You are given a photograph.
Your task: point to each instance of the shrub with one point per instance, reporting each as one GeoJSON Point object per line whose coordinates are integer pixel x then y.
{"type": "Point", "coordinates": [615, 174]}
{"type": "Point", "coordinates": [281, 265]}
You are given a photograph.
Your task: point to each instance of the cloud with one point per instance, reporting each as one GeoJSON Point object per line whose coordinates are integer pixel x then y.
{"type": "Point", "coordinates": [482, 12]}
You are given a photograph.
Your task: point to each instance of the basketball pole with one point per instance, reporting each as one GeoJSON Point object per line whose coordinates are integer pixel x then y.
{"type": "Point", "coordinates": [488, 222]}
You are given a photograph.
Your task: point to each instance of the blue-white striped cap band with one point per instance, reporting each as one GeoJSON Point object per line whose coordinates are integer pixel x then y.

★ ★ ★

Copy each of the records above so that nothing differs from the original.

You are given a photograph.
Your task: point to each instance of the shrub with one point per instance, reporting each as one GeoJSON Point object per line whose coordinates are integer pixel x then y.
{"type": "Point", "coordinates": [615, 174]}
{"type": "Point", "coordinates": [281, 265]}
You are given a photograph.
Your task: point to each instance of the cloud with one point per instance, reporting each as one GeoJSON Point object per line whose coordinates are integer pixel x then y.
{"type": "Point", "coordinates": [482, 12]}
You are given a photograph.
Your task: point to each instance of the basketball pole with one point per instance, reporting each as one GeoJSON Point object per line whose coordinates are integer pixel x then y.
{"type": "Point", "coordinates": [488, 222]}
You are given a photograph.
Your task: point to each instance of the blue-white striped cap band with one point per instance, reporting each as one GeoJSON Point object per line whose coordinates are integer pixel x then y.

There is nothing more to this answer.